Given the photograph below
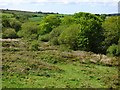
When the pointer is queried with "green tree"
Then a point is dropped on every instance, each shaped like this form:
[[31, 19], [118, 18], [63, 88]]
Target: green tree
[[29, 30], [48, 23], [9, 33], [15, 24], [111, 31]]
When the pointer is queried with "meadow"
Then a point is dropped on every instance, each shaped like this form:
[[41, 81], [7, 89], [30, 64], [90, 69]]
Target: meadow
[[49, 50]]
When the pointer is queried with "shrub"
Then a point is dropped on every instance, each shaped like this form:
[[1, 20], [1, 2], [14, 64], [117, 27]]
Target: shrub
[[9, 33], [69, 36], [44, 38], [15, 24], [113, 50], [54, 41], [34, 46], [29, 29], [48, 23]]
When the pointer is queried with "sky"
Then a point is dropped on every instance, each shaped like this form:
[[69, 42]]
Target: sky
[[62, 6]]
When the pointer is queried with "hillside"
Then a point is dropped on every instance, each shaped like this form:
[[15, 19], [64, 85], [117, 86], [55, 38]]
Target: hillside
[[52, 50]]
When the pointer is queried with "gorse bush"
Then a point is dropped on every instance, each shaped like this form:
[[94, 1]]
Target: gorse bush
[[69, 36], [34, 46], [29, 29], [9, 33], [44, 38], [15, 24], [48, 23], [113, 50]]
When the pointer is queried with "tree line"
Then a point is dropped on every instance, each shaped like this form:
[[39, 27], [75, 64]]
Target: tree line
[[81, 31]]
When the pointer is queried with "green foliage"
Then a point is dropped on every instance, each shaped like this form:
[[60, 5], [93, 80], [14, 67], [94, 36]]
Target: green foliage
[[15, 24], [5, 22], [34, 46], [69, 36], [48, 23], [44, 38], [113, 50], [111, 31], [9, 33], [91, 29], [67, 20], [84, 34], [55, 33], [29, 29]]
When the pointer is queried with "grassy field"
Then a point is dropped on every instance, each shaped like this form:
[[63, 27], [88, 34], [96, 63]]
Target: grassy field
[[51, 67]]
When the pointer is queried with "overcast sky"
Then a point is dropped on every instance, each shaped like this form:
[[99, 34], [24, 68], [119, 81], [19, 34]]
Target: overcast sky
[[62, 6]]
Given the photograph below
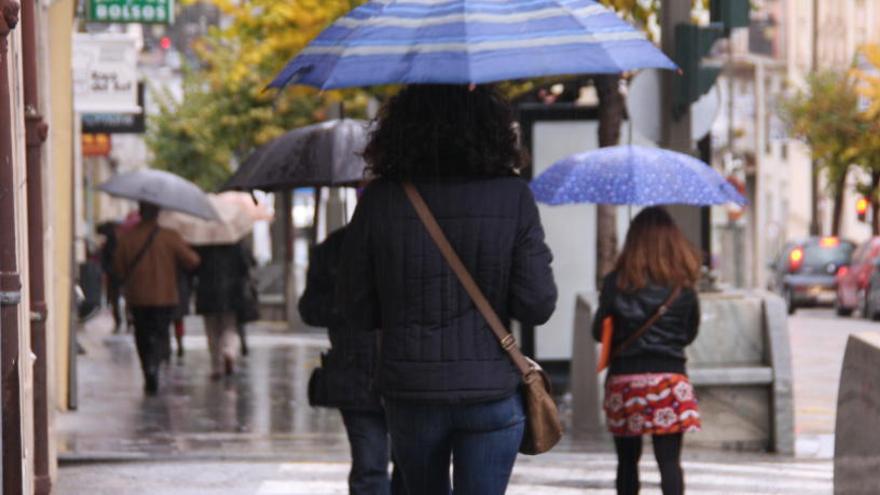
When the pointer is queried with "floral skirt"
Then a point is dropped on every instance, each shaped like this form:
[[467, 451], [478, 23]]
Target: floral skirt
[[650, 404]]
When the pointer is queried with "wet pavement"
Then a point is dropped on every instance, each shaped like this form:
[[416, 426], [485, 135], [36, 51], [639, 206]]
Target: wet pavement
[[255, 434], [262, 411]]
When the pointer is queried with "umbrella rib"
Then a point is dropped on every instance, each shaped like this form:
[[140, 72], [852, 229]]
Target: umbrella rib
[[345, 45]]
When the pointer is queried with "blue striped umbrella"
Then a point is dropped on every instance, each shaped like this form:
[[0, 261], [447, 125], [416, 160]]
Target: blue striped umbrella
[[633, 175], [469, 41]]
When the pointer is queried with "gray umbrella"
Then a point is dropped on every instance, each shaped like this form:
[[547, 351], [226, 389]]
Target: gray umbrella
[[164, 189], [325, 154]]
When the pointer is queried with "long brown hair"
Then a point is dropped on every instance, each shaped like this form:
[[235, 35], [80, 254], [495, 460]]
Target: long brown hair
[[656, 252]]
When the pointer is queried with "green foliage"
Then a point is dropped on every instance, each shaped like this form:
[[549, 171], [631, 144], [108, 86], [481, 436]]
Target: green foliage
[[226, 112], [827, 118]]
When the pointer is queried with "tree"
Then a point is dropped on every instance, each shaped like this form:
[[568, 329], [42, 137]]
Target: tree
[[827, 118], [226, 111]]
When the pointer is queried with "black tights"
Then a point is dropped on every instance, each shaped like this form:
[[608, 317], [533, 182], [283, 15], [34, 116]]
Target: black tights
[[667, 451]]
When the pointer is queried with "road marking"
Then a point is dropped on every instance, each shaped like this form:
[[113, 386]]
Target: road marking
[[566, 474]]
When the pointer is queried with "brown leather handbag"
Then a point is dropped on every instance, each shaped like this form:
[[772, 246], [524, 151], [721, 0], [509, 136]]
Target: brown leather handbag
[[543, 428]]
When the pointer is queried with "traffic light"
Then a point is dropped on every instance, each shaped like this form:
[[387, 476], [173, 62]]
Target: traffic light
[[730, 13], [692, 43], [862, 208]]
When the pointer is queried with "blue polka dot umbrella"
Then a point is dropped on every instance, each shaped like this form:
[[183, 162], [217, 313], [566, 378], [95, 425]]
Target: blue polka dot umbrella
[[633, 175]]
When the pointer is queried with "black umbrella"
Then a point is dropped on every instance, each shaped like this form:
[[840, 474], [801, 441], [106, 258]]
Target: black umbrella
[[325, 154]]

→ Stated goal:
Count the lines in the text above that contain the word "leather" and give only that number.

→ The output:
2